Given text:
BEGIN
But, if Humanity does not, well, it is what it is. There was the dream of success, and building a future Utopia, with future technology facilitated by aligned AI, but that may have been just that, a dream. Maybe alignment is unsolvable, and is the natural order of any advanced civilization to destroy itself by its own AI. Or maybe alignment is solvable, but given the incentives of our world as they are, it was always a fact that unsafe AGI would be created before we would solve alignment.
Or maybe, we will solve alignment in the end, or we were all wrong about the risks from AI in the first place.
As for me, for now, I’m going to keep trying, keep studying, just because, if the world comes to an end, I don’t want to conclude that I could’ve done more. While hoping that I never have to wonder about that in the first place.
END
Data supplied:
BEGIN
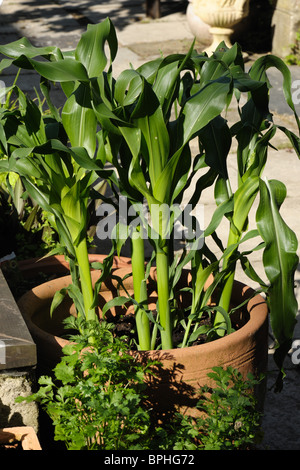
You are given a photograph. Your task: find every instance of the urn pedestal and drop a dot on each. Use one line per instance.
(220, 16)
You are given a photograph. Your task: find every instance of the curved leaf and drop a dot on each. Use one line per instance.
(280, 262)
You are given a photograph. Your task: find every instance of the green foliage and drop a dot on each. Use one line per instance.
(293, 58)
(97, 400)
(142, 124)
(232, 419)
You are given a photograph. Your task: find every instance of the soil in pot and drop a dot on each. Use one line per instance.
(184, 369)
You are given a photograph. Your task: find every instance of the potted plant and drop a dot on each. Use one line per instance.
(148, 118)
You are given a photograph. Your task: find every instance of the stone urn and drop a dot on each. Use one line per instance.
(219, 15)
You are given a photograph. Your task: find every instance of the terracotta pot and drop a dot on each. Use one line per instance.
(184, 370)
(57, 264)
(25, 435)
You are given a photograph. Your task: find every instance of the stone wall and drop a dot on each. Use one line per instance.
(285, 23)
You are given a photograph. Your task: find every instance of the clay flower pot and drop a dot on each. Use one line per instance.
(184, 370)
(24, 436)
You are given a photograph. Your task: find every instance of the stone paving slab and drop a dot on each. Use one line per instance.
(61, 23)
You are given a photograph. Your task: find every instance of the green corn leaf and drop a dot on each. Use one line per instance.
(280, 262)
(258, 72)
(79, 119)
(115, 302)
(243, 201)
(90, 49)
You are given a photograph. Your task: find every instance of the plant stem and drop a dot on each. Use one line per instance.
(140, 289)
(162, 267)
(225, 298)
(85, 279)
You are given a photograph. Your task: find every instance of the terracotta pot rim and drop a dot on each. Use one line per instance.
(44, 292)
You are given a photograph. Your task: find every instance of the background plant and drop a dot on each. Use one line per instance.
(148, 118)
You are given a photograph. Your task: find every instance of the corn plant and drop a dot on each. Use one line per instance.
(142, 124)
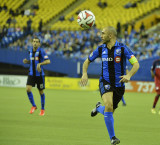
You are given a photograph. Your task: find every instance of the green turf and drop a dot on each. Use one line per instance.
(67, 120)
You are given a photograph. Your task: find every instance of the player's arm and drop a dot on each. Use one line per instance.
(84, 78)
(152, 73)
(152, 70)
(45, 62)
(92, 57)
(135, 65)
(25, 61)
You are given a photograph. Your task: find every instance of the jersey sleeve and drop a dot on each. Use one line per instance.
(153, 66)
(44, 55)
(94, 55)
(129, 55)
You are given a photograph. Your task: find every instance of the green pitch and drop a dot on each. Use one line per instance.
(67, 120)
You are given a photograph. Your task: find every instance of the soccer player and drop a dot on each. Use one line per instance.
(123, 101)
(111, 82)
(36, 74)
(155, 72)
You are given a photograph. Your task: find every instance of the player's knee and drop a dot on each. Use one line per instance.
(41, 92)
(109, 107)
(28, 89)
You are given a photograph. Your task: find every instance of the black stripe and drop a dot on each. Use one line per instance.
(111, 68)
(100, 55)
(39, 61)
(33, 64)
(122, 67)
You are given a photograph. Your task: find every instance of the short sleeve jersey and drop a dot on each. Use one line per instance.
(113, 62)
(37, 57)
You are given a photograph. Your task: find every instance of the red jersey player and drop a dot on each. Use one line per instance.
(155, 72)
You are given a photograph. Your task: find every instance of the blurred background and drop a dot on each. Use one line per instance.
(55, 23)
(67, 120)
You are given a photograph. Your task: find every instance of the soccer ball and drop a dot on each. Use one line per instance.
(86, 19)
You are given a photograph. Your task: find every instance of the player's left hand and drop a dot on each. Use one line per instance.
(125, 78)
(39, 67)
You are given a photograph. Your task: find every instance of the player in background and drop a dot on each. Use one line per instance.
(36, 75)
(155, 73)
(111, 83)
(123, 101)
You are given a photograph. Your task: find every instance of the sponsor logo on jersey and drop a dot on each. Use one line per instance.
(45, 56)
(91, 54)
(104, 52)
(118, 51)
(37, 53)
(158, 66)
(36, 58)
(107, 59)
(117, 59)
(32, 58)
(107, 87)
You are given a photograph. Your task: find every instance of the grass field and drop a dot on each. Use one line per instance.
(67, 120)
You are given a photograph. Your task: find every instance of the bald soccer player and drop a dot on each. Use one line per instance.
(113, 77)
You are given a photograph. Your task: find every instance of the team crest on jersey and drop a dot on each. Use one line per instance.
(36, 58)
(37, 53)
(107, 87)
(91, 54)
(117, 59)
(118, 51)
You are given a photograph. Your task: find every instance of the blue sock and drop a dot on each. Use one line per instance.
(100, 109)
(31, 99)
(109, 121)
(123, 100)
(42, 101)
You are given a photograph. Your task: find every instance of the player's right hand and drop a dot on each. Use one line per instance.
(25, 61)
(84, 80)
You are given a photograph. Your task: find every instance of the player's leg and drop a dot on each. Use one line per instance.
(30, 83)
(155, 103)
(98, 109)
(41, 87)
(124, 103)
(108, 116)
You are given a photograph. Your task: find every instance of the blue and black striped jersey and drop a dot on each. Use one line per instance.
(113, 62)
(36, 57)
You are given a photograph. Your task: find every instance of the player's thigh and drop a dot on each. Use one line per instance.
(28, 88)
(108, 98)
(40, 81)
(117, 96)
(108, 101)
(30, 83)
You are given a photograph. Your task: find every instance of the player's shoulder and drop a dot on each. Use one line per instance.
(119, 44)
(156, 61)
(101, 46)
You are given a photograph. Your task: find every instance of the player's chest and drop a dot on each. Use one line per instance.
(113, 55)
(34, 56)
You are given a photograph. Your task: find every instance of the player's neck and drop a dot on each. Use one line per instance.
(111, 43)
(35, 49)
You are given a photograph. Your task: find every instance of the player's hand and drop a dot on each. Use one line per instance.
(84, 80)
(39, 67)
(125, 79)
(25, 61)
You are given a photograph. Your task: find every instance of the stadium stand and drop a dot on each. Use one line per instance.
(76, 44)
(111, 14)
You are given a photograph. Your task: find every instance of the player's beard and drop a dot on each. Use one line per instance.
(107, 40)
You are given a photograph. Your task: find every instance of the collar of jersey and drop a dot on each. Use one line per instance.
(36, 50)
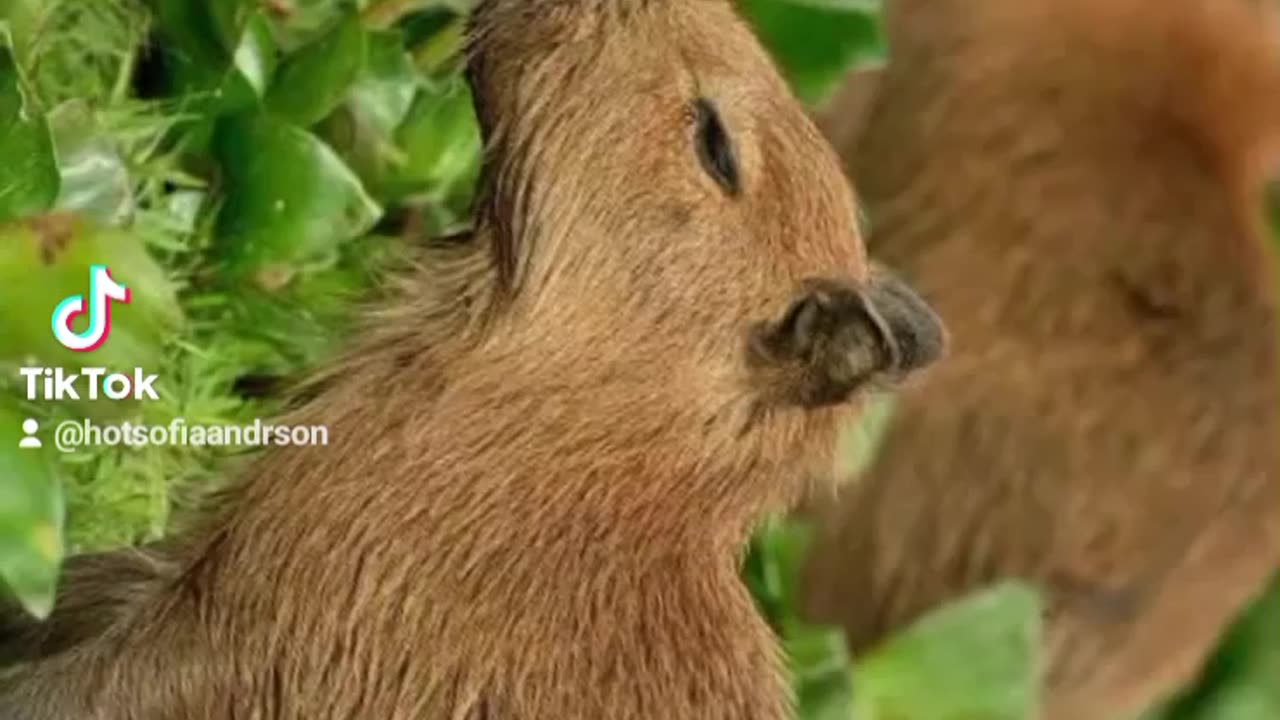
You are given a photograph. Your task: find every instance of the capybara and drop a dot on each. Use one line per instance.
(1075, 186)
(548, 449)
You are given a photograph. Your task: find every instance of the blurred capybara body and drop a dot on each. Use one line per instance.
(1075, 185)
(547, 454)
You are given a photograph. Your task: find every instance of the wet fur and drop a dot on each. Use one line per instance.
(1075, 185)
(548, 450)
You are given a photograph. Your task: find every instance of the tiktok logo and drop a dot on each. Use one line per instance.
(101, 291)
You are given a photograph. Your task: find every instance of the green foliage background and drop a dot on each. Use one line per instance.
(248, 168)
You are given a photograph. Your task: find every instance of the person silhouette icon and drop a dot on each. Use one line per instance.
(28, 427)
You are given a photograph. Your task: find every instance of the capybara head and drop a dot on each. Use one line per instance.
(647, 155)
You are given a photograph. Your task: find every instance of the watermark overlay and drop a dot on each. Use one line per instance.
(103, 290)
(88, 383)
(71, 436)
(56, 383)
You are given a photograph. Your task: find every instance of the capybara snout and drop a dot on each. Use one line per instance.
(841, 335)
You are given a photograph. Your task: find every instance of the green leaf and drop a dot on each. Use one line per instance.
(315, 80)
(28, 172)
(31, 516)
(289, 199)
(976, 659)
(859, 442)
(816, 42)
(94, 177)
(384, 91)
(439, 139)
(255, 54)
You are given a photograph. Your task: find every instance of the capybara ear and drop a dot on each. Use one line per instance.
(914, 328)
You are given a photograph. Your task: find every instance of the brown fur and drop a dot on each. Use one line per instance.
(1075, 185)
(548, 452)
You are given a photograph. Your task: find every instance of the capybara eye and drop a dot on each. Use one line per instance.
(714, 147)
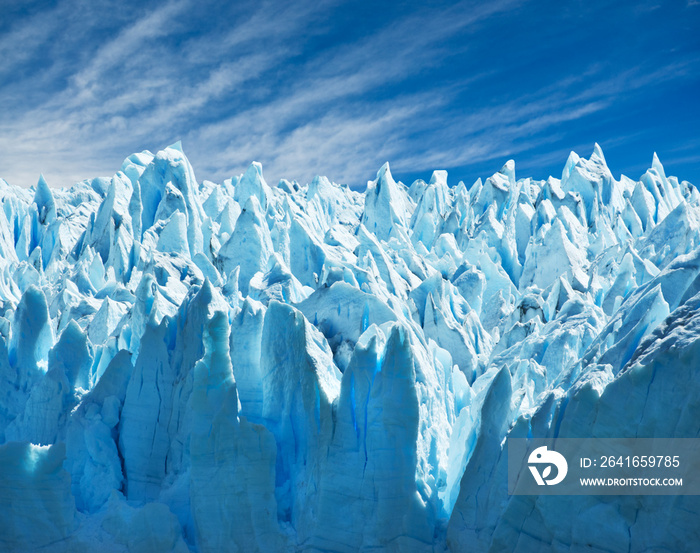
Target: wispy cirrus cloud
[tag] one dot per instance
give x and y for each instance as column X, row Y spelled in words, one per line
column 318, row 88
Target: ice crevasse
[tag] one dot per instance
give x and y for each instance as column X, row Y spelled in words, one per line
column 207, row 367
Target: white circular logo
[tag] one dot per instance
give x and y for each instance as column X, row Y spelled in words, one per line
column 542, row 457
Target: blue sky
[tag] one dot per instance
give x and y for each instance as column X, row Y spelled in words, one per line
column 338, row 88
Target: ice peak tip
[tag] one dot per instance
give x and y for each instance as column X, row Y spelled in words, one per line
column 598, row 152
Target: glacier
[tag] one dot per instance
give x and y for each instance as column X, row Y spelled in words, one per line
column 209, row 367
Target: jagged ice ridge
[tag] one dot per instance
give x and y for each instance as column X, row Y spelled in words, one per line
column 210, row 367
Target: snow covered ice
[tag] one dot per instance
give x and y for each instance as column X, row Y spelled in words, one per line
column 206, row 367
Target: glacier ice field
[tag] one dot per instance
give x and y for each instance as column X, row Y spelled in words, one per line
column 240, row 367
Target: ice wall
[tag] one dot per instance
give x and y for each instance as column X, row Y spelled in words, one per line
column 245, row 367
END
What is expected: List every possible outcome that the passage on AI alignment sets out in its sentences beginning with "Maybe" and "Or maybe". Work only from the passage on AI alignment, not from any of the other material.

Response below:
- Alignment is unsolvable, and it is the natural order of any advanced civilization to destroy itself by its own AI.
- Alignment is solvable, but given the incentives of our world, unsafe AGI was always going to be created before alignment was solved.
- We will solve alignment in the end.
- We were all wrong about the risks from AI in the first place.